TASK DETAILS. The lines below, beginning at the one that contains "Category: bird's eye" and ending at the last, are to be retyped exactly.

Referring expression data:

_ _ _ _ _

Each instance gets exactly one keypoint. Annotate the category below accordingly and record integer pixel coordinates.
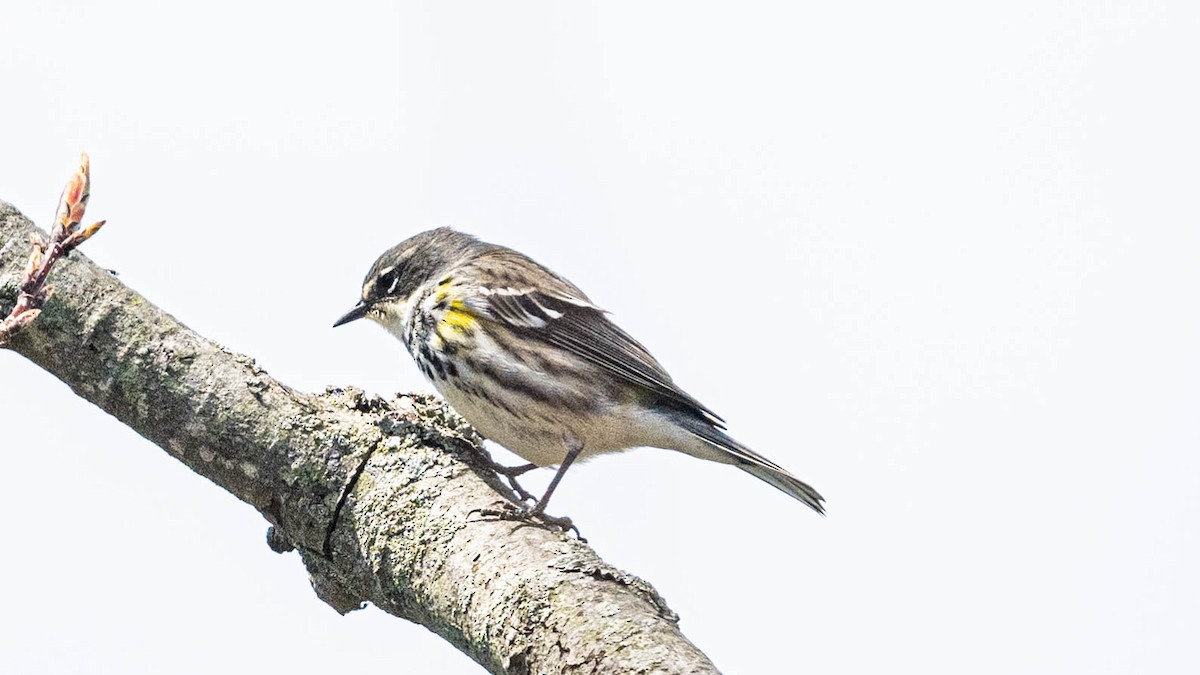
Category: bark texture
(375, 495)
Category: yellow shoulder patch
(457, 320)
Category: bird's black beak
(359, 311)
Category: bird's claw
(526, 514)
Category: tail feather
(731, 452)
(787, 483)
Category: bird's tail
(720, 447)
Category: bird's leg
(573, 451)
(510, 475)
(539, 511)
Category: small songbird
(532, 364)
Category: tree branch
(376, 495)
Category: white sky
(940, 260)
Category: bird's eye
(387, 282)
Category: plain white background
(939, 258)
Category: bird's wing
(562, 317)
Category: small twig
(65, 237)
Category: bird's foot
(532, 515)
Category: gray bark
(375, 495)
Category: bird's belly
(539, 434)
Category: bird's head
(399, 275)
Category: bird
(528, 360)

_ _ _ _ _

SOLUTION.
Category: bird's eye
(387, 282)
Category: plain white background
(939, 258)
Category: bird's wing
(562, 317)
Category: small twig
(65, 237)
Category: bird's foot
(532, 515)
Category: gray bark
(375, 495)
Category: bird's belly
(539, 434)
Category: bird's head
(399, 275)
Category: bird
(528, 360)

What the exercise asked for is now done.